SOURCE DOCUMENT:
---

Running it on my Pi's monitor (1280×1024), the colours were more vibrant and the motion more fluid at 75Hz. This may be due to issues regarding translating a 50Hz source to a 60Hz output. I would imagine for people with NTSC video, the 60Hz options would be better? I found the video at the smaller size options (800×600 and 1024×768) had a tendency to go weird (bright blue) for about thirty seconds, like maybe the device was misinterpreting the video as NTSC or something? It would lock into the colour, and then a little later mess it up. I also noticed 800×600 was jerky with the motion.
Selecting the correct size for my monitor worked well, the problems all went away. But, then, this is probably a good idea anyway as the correct monitor size allows you to set the aspect ratio properly.

Don't be surprised if you see some patterning and artefacts on the screen. The video convertor box (in the correct display size) actually does a rather impressive job of smoothing out the video so it looks good on the screen, but just remember that the input is 720×576 (PAL) or 720×480 (NTSC). That it takes a standard video image and makes it look almost HD is smoke and mirrors.

Here is a photo of a live broadcast (BBC News 24) as it appeared on my PC's (1440×900) monitor:

I found an old male-to-male VGA lead and tried the picture in picture function. It was... poor. The computer display was washed out and fuzzy, though the inserted video didn't look bad. I wonder if this is a fault of the box, or if it was a bad quality video lead? I have purchased another from Amazon, so I'll let you know when I try it.

The convertor runs off a 5V supply, the power lead being a USB plug at one end and a barrel plug at the other. My meter notes it as claiming around 300mA in use, so pretty much any phone charger with a USB socket on it ought to be fine. It comes with a USB lead, but not a power supply.

---

JOBS:
• 1. Write out the part of the video converter review that opens with the words containing "Don't be surprised" and closes with "smoke and mirrors.".
• 2. Extend the video converter review with new text that picks up right after its last sentence.
The listing that follows comes from a different source.

(Entries from a point annotation set)
---

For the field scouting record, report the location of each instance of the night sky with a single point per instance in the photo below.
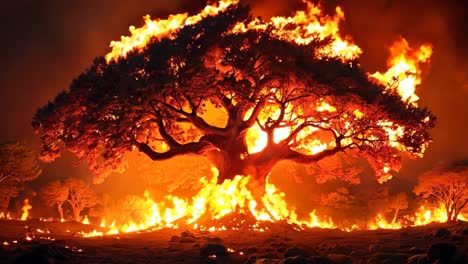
(45, 44)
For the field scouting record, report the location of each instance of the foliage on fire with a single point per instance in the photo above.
(447, 186)
(245, 95)
(282, 99)
(76, 193)
(18, 164)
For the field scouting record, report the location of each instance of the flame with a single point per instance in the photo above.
(302, 28)
(85, 220)
(404, 69)
(26, 207)
(235, 197)
(160, 28)
(217, 201)
(4, 215)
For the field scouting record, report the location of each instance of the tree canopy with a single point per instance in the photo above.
(18, 164)
(244, 99)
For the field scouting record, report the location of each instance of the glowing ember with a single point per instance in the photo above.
(26, 207)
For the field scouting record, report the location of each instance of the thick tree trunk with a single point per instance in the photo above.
(60, 210)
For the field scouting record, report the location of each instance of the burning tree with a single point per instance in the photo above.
(448, 186)
(74, 192)
(55, 195)
(18, 164)
(244, 93)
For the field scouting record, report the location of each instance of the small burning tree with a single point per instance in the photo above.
(18, 164)
(75, 192)
(397, 203)
(55, 195)
(448, 186)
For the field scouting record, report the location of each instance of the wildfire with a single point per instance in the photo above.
(234, 197)
(217, 201)
(404, 72)
(160, 28)
(26, 207)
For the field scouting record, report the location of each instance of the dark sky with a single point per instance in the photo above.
(45, 44)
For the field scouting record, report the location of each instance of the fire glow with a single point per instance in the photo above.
(232, 204)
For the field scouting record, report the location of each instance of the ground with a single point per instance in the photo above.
(55, 242)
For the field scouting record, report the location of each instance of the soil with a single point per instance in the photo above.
(55, 242)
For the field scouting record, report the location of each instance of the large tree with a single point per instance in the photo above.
(208, 90)
(446, 185)
(18, 164)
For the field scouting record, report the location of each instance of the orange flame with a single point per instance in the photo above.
(234, 196)
(404, 72)
(26, 207)
(160, 28)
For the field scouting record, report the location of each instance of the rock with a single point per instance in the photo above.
(418, 259)
(295, 251)
(378, 248)
(340, 258)
(187, 240)
(319, 260)
(214, 249)
(251, 250)
(441, 251)
(267, 261)
(342, 250)
(295, 260)
(465, 232)
(442, 232)
(415, 250)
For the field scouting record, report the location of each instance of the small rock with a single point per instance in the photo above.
(214, 249)
(251, 250)
(267, 261)
(442, 232)
(295, 251)
(295, 260)
(214, 240)
(415, 250)
(319, 260)
(465, 232)
(187, 240)
(374, 248)
(391, 257)
(340, 258)
(441, 251)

---

THE ANSWERS:
• 1.
Don't be surprised if you see some patterning and artefacts on the screen. The video convertor box (in the correct display size) actually does a rather impressive job of smoothing out the video so it looks good on the screen, but just remember that the input is 720×576 (PAL) or 720×480 (NTSC). That it takes a standard video image and makes it look almost HD is smoke and mirrors.

• 2.
It also comes with a short composite video lead and... a dual-phono to 3.5mm audio convertor. Crap! I didn't notice this earlier so I bought one off Amazon. Oh well, it's an unusual sort of connector so it'll be useful to have a spare. You see, the convertor box doesn't touch audio at all. So this little gizmo allows one to put the two phono plugs into one end, and plug a pair of headphones (or computer speakers) into the other end. Whether or not this works depends upon the source. Technically plugging line level audio into headphones is a really bad idea, however many devices have volume controls. I've never needed to use the volume controls on my satellite receiver...until now.

As I write this, I'm watching NHK World on my Pi's monitor, listening using the headphones. Even if the picture-in-picture function doesn't work, it creates a good looking picture on my monitor and that's exactly what I was looking for.


And, yup. Since this is Rick's blog, here's some geek-porn:

The big chip appears to be labelled: HW175-LQFP128 OE-MAP11N U5NOPTS 80R-1625. I have not found any information on this yet.
The smaller chip has some sort of black paint on it, obscuring it's markings.
If you want to have a go, here's a close-up showing the IC markings:

Here's the other side. I couldn't completely read the chip reference, but the parts I could see looked like a memory IC. This is probably memory to be used as a framebuffer for assembling the output video frame.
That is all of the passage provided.